━━ DATASET EXTRACT ━━

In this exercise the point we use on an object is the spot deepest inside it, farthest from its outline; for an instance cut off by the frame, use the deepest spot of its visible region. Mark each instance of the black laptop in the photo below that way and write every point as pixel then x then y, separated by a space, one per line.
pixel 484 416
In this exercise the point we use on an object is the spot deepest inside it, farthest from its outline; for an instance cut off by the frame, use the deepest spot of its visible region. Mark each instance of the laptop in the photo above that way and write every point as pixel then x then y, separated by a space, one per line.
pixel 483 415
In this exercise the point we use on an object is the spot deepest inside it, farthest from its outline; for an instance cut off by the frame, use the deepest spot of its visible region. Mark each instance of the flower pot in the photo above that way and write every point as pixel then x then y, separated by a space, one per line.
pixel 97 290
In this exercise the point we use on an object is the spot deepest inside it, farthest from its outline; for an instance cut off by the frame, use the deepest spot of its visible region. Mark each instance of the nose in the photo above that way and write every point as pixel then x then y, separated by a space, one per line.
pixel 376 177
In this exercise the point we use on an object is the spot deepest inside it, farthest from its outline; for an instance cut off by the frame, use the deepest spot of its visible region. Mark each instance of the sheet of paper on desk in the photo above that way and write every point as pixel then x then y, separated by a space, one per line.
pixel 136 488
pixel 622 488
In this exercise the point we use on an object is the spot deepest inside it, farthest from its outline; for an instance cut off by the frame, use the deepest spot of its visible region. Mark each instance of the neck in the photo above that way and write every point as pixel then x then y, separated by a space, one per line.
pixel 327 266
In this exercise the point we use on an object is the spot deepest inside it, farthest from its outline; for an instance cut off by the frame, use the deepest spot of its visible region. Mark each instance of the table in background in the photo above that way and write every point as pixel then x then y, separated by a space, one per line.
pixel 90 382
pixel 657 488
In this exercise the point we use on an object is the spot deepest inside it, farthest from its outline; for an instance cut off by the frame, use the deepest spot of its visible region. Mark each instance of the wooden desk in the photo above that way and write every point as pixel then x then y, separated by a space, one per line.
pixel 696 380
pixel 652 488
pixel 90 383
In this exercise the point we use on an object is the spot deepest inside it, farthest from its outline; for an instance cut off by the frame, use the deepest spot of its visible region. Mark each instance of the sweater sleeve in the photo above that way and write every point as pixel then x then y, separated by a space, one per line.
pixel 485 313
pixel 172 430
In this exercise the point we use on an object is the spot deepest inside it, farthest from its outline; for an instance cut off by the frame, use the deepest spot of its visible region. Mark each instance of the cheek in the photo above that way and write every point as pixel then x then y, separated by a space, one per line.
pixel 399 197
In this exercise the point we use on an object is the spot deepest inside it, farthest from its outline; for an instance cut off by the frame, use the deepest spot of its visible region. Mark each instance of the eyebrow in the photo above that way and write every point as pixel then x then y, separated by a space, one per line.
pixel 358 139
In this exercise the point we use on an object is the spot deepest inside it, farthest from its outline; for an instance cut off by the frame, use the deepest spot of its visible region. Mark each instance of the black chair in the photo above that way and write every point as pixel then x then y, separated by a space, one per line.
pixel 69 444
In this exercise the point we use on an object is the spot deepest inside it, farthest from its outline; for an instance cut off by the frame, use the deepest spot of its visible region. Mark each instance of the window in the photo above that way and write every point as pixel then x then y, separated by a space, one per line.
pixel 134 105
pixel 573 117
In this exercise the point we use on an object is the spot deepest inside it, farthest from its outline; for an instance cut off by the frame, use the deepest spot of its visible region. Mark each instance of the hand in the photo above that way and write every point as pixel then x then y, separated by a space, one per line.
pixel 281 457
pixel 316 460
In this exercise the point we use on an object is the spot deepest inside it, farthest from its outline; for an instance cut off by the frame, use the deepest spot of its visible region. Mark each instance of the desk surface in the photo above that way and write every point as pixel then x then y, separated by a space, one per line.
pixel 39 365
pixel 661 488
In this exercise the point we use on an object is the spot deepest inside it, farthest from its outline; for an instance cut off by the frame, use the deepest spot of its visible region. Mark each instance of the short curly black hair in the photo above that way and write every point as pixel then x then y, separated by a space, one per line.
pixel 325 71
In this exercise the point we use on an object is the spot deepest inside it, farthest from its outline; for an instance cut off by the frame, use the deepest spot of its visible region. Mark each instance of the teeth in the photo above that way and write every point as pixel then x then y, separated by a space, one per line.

━━━

**WHAT IS NEEDED**
Reproduce word for word everything from the line containing "of the short" down to the last line of the entries above, including both of those lines.

**THE OUTPUT**
In this exercise the point we use on an object is the spot deepest inside it, farthest from its outline; for an instance cut off by the frame, use the deepest spot of its visible region. Mark each instance of the short curly black hair in the photo above that way and write every point as pixel then x then y, separated by a space, one per line.
pixel 325 71
In this exercise the point we use on an object is the spot deepest inside it, farthest from its outline; for an instance cut off by the frame, use the deepest spot of its visible region. Mark each instance of the teeth in the photo above that way and write every point as pixel then x then y, separated by a space, one per line.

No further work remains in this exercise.